**Excerpts of labeled region data:**
__________
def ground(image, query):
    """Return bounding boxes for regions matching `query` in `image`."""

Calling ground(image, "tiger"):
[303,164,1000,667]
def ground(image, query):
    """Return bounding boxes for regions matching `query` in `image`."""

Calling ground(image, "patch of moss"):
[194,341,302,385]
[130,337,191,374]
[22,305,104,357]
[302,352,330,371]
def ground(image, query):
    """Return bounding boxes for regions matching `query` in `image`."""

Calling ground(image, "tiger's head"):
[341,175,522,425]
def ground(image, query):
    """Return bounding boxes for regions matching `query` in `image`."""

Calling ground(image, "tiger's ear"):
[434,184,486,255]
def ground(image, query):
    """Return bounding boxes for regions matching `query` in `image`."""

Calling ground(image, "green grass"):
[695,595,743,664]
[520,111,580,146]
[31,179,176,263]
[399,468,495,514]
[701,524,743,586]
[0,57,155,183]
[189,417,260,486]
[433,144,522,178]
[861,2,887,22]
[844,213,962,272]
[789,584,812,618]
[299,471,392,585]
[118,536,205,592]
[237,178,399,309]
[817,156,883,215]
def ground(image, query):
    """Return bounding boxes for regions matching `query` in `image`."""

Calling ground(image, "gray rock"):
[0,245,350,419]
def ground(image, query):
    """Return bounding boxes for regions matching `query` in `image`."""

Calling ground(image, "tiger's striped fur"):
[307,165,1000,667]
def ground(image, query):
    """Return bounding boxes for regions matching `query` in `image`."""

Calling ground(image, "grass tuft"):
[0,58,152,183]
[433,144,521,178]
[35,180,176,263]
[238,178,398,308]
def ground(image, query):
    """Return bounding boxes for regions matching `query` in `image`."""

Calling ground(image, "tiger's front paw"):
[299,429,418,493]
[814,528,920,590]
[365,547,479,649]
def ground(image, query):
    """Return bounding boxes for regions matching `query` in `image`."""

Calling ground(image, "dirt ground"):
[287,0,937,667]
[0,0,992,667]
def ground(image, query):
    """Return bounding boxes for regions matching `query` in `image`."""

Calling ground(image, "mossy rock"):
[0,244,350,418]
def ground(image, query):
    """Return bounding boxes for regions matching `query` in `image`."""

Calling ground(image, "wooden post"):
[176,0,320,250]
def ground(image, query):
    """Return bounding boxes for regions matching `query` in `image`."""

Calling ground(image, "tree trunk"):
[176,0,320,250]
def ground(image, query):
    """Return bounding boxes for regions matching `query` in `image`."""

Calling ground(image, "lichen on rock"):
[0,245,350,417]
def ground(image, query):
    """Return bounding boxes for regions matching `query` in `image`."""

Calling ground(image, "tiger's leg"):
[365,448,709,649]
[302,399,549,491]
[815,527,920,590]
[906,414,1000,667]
__________
**TASK DETAILS:** Rewrite every line from the start of the listing down to the line that contains "[307,165,1000,667]", both ends included. Multiply each bounding box coordinate by 1.75 and round to whole numbers, with halves rounding up.

**ANSWER TO THIS TASK:**
def ground(image, query):
    """Return bounding boxes for regions matching `query` in `image`."""

Calling ground(image, "tiger"):
[530,287,1750,1167]
def ground(image, query):
    """Return bounding boxes for regions matching `query` in `image`."""

Calling ground(image, "patch of moss"):
[340,597,529,674]
[228,590,334,655]
[39,534,182,625]
[529,616,578,649]
def ground(image, query):
    """Return bounding boxes for regions matching `query` in `image`."""

Calling ground(image, "tiger's head"):
[597,306,914,744]
def ground(image, query):
    """Return bounding boxes for regions matching `query` in `image`."""

Calling ground(image, "tiger's ear"):
[760,322,851,446]
def ground(image, query):
    """Return bounding boxes for regions matching `query` in `image`."""

Calling ground(image, "green grass"):
[1216,1041,1300,1162]
[910,194,1015,256]
[54,313,308,460]
[698,819,866,900]
[1227,917,1300,1026]
[0,100,271,320]
[331,730,455,851]
[758,252,914,312]
[1507,4,1552,39]
[1477,373,1684,476]
[1381,1022,1421,1082]
[523,824,686,1024]
[207,938,359,1036]
[415,312,698,541]
[1430,273,1545,376]
def ground(image, query):
    """Return bounding boxes for regions matching `query` in `image`."""

Calling ground(image, "gray rock"):
[0,429,613,733]
def ground(image, query):
    """Return bounding boxes for regions matching `query` in `image`."""

Calling ground(image, "tiger's striped fur"):
[537,289,1750,1167]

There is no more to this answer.